Work required =
Copy out all the items below, swapping every "instance" for "occurrence" and leaving everything else unchanged.

══ Source records ══

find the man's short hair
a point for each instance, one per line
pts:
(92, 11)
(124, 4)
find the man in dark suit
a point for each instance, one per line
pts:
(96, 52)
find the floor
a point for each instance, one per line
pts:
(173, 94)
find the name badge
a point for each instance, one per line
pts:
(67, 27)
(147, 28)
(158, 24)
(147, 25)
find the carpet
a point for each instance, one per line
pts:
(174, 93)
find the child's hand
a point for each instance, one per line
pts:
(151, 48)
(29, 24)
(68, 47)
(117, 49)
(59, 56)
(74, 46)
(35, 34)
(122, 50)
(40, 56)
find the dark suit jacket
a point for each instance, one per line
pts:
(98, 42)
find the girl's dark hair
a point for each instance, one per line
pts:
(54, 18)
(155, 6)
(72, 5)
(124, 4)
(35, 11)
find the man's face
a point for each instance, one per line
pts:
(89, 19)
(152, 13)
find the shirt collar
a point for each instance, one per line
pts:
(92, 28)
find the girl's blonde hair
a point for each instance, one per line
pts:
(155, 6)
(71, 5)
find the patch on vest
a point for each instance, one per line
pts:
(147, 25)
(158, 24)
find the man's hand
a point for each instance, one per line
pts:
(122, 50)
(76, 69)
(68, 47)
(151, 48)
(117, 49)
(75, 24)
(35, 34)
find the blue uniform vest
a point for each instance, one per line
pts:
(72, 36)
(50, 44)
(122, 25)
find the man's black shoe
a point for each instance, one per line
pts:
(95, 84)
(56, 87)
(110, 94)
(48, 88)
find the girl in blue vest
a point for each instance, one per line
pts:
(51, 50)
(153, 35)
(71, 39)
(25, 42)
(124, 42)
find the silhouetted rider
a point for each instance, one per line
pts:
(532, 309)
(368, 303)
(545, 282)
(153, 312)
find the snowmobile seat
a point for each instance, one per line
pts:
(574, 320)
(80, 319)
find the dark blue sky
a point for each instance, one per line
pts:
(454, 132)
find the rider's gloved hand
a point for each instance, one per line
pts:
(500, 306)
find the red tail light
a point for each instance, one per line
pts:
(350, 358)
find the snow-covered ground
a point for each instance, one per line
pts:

═══

Task solution =
find the man's short hair
a point for each occurrence, one per line
pts:
(92, 11)
(124, 4)
find the man in dark suit
a point for each occurrence, one per line
pts:
(96, 52)
find the floor
a point for each occurrence, one per line
pts:
(173, 94)
find the name badge
a point for each occurrence, one per line
pts:
(67, 27)
(147, 28)
(158, 24)
(147, 25)
find the carpet
a point for each occurrence, one per line
pts:
(174, 93)
find the child's hand
a point for each occurrence, one per line
pts:
(151, 48)
(29, 24)
(68, 47)
(117, 49)
(59, 56)
(74, 46)
(35, 34)
(122, 50)
(40, 56)
find the dark suit jacket
a point for each occurrence, one per line
pts:
(98, 42)
find the girl's dark hair
a point for each occurrence, one per line
pts:
(54, 18)
(155, 6)
(72, 5)
(124, 4)
(35, 11)
find the man's face
a point for each occurrence, one per line
pts:
(89, 19)
(152, 13)
find the shirt collar
a point for each occurrence, one per line
pts:
(92, 28)
find the girl's blonde hair
a point for each occurrence, one per line
pts:
(155, 6)
(71, 5)
find the patch on vest
a point for each occurrence, one per line
pts:
(147, 25)
(158, 24)
find the man's hand
a point for each occurrence, one per line
pts:
(122, 50)
(76, 69)
(68, 47)
(151, 48)
(117, 49)
(75, 24)
(35, 34)
find the blue uniform vest
a point for each occurrence, one per line
pts:
(72, 36)
(50, 44)
(122, 25)
find the man's black shoe
a point for each occurrence, one per line
pts:
(95, 84)
(56, 87)
(110, 94)
(48, 88)
find the girl in blue vest
a point for each occurrence, one per line
pts:
(51, 50)
(153, 35)
(71, 39)
(25, 42)
(124, 42)
find the silhouetted rider
a point for each occurrence, one per line
pts:
(532, 309)
(368, 303)
(545, 282)
(153, 312)
find the snowmobile seat
a point for each occurrence, one per line
pts:
(574, 320)
(80, 319)
find the dark blue sky
a point for each occurrence, one per line
pts:
(454, 132)
find the rider's gloved hand
a point for each occurrence, one per line
pts:
(500, 306)
find the red tail light
a point for each occurrence, one per line
pts:
(350, 358)
find the snow-covered ground
a point for each occurrence, one per line
pts:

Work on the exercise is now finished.